That is to say, the powers that be want to abandon what the World Meteorological Organization, in their “red alert” report called the “one glimmer of hope”: that renewable energy installations rose 50% last year.

Understand that the battle is fully joined. The fossil fuel industry—as Exxon CEO Darren Woods helpfully explained—is in an all-out fight to derail anything green, because it won’t return “above average profits.” They have plenty of allies: Everyone noted former President Donald Trump threatening a “bloodbath” last week, but fewer noted the actual target of his wrath: electric vehicles. The Biden administration, after listening to the rhetoric at the Houston conference, backed EVs in a straightforward and earnest way today, announcing new rules that attempt to spur the rapid growth of a crucial climate-fighting technology. But of course that produced the requisite reaction: as The New York Times reported:

The American Fuel & Petrochemical Manufacturers, a lobbying organization, has started what it says is a “seven figure” campaign of advertising, phone calls, and text messages against what it falsely calls “Biden’s E.P.A. car ban” in the swing states Pennsylvania, Michigan, Wisconsin, Nevada, and Arizona, as well as in Ohio, Montana, and the Washington D.C. market.

Problem requirements: Carry on the piece about the fossil fuel industry's fight against renewable energy and electric vehicles, starting right after its last sentence.

(Saved entries)
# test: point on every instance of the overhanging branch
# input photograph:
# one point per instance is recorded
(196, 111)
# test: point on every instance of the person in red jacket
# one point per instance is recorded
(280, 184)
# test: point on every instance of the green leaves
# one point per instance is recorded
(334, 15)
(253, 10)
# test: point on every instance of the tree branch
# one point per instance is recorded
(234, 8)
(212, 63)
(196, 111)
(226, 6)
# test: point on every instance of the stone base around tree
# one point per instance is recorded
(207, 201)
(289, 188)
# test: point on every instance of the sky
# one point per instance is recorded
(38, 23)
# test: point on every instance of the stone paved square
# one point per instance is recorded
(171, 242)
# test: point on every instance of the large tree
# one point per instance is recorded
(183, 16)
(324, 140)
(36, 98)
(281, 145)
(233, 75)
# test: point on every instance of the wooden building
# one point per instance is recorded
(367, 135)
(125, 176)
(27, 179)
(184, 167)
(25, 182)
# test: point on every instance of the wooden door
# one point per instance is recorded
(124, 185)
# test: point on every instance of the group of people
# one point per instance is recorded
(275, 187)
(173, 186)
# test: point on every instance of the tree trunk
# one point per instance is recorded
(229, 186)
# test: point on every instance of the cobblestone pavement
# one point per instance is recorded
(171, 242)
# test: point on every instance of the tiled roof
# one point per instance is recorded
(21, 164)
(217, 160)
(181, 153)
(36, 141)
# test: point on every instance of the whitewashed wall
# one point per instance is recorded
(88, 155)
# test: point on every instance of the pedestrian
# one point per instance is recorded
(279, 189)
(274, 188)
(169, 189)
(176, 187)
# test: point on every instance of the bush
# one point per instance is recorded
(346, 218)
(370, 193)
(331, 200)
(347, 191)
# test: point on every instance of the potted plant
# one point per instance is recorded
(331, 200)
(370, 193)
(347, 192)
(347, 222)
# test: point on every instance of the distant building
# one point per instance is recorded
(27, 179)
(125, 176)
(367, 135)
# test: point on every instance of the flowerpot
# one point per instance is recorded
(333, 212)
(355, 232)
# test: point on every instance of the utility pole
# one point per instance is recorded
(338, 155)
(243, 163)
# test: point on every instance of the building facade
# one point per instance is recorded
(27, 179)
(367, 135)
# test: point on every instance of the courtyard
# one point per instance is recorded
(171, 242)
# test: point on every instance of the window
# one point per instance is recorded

Result of this task:
So, like it or not, the climate crisis is going to be a key part of this election campaign. The November outcome may hinge on whether Americans can imagine making even this small change in the face of the gravest crisis our species has ever wandered into: replacing the gas tank in a car with a battery. That doesn’t seem like much to ask?

It won’t solve the climate crisis, of course—nothing will solve it. But accelerating momentum towards green energy is the likeliest card we have to play in a world where people seem unwilling to moderate their demands for mobility, and indeed for consumption of any kind.

One particularly depressing set of statistics about that ever-increasing demand for more emerged last week, as the energy implications of artificial intelligence started to become clearer. Here’s what Bloombergreported on Wednesday:

John Ketchum, CEO of utility NextEra Energy Inc., told attendees that U.S. power demand, which has been relatively flat for years, is poised to increase by 81% over the next five years. Toby Rice, chief of the largest U.S. natural gas driller, EQT Corp., cited a prediction that AI will gobble up more power domestically than households by 2030.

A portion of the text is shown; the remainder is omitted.